Data for this task:
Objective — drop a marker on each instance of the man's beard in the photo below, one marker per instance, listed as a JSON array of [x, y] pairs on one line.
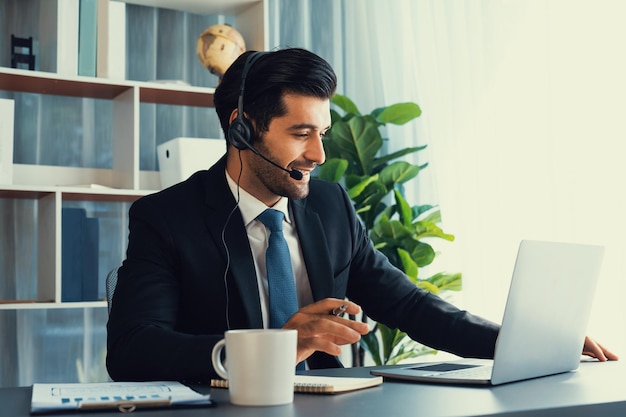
[[275, 180]]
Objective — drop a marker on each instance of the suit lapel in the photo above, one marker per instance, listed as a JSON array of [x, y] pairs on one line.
[[315, 252], [221, 220]]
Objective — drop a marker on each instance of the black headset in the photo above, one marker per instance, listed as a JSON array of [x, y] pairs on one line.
[[240, 131]]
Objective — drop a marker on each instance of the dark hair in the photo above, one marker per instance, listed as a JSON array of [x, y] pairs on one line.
[[274, 74]]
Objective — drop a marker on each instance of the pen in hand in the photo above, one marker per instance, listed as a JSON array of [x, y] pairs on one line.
[[337, 311]]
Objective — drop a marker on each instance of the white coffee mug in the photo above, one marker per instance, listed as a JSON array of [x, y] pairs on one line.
[[260, 365]]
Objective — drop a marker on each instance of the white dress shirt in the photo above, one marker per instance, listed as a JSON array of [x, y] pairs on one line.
[[258, 236]]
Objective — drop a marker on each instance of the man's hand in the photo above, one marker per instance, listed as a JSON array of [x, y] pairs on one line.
[[596, 350], [320, 330]]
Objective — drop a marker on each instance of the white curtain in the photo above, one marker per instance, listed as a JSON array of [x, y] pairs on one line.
[[523, 113]]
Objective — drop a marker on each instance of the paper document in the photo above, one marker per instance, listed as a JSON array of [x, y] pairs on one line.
[[125, 396]]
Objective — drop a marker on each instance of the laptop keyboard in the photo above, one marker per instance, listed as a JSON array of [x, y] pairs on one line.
[[456, 370]]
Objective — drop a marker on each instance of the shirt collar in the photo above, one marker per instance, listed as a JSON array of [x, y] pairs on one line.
[[250, 207]]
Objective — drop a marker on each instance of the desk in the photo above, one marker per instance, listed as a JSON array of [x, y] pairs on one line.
[[596, 389]]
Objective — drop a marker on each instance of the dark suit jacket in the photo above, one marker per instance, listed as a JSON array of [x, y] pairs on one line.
[[176, 286]]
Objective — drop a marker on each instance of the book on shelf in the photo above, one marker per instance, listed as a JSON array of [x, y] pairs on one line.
[[111, 40], [79, 255], [7, 113], [315, 384], [87, 37]]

Directions:
Print exactly, and only, the lines from the line that contains "the white curtain" through the last line of the records.

Reply to the task:
Objective — drop a marker on each instance of the white curtain in the photo above, one marker per instance, listed as a JSON array of [x, y] pairs on one line.
[[523, 113]]
Objective — drop a marker on each instance of the paper document in the photo above, one marker per instance, listed as a JSON array of [x, y] pairs on one line.
[[125, 396]]
Objective — drop a marker on each instance of the laptop keyboard in the photo above, one marker per instance, listed as a JSON array of [x, y] pairs on one line.
[[456, 370]]
Objective — drop a marker on each instance of the shirt collar in the photo above, one marker per instance, listed as a JSON array of [x, y] pairs on one line.
[[250, 207]]
Objective — drop a marker on each instance of the desk in the photo above, one marker per instance, listed as a JSON array of [x, y] pairs on one line.
[[596, 389]]
Objective — drop a marker on each instance of the dark suit jacket in the photo above, one marker per instance, listed as a JSON array of [x, y] pairs on one line.
[[176, 286]]
Objective — drop a marker on each instance of the book on shelf in the photo above, one marker per instance, listed as a JSON array of [x, y] pairs on one line.
[[111, 40], [79, 255], [7, 113], [315, 384], [87, 37]]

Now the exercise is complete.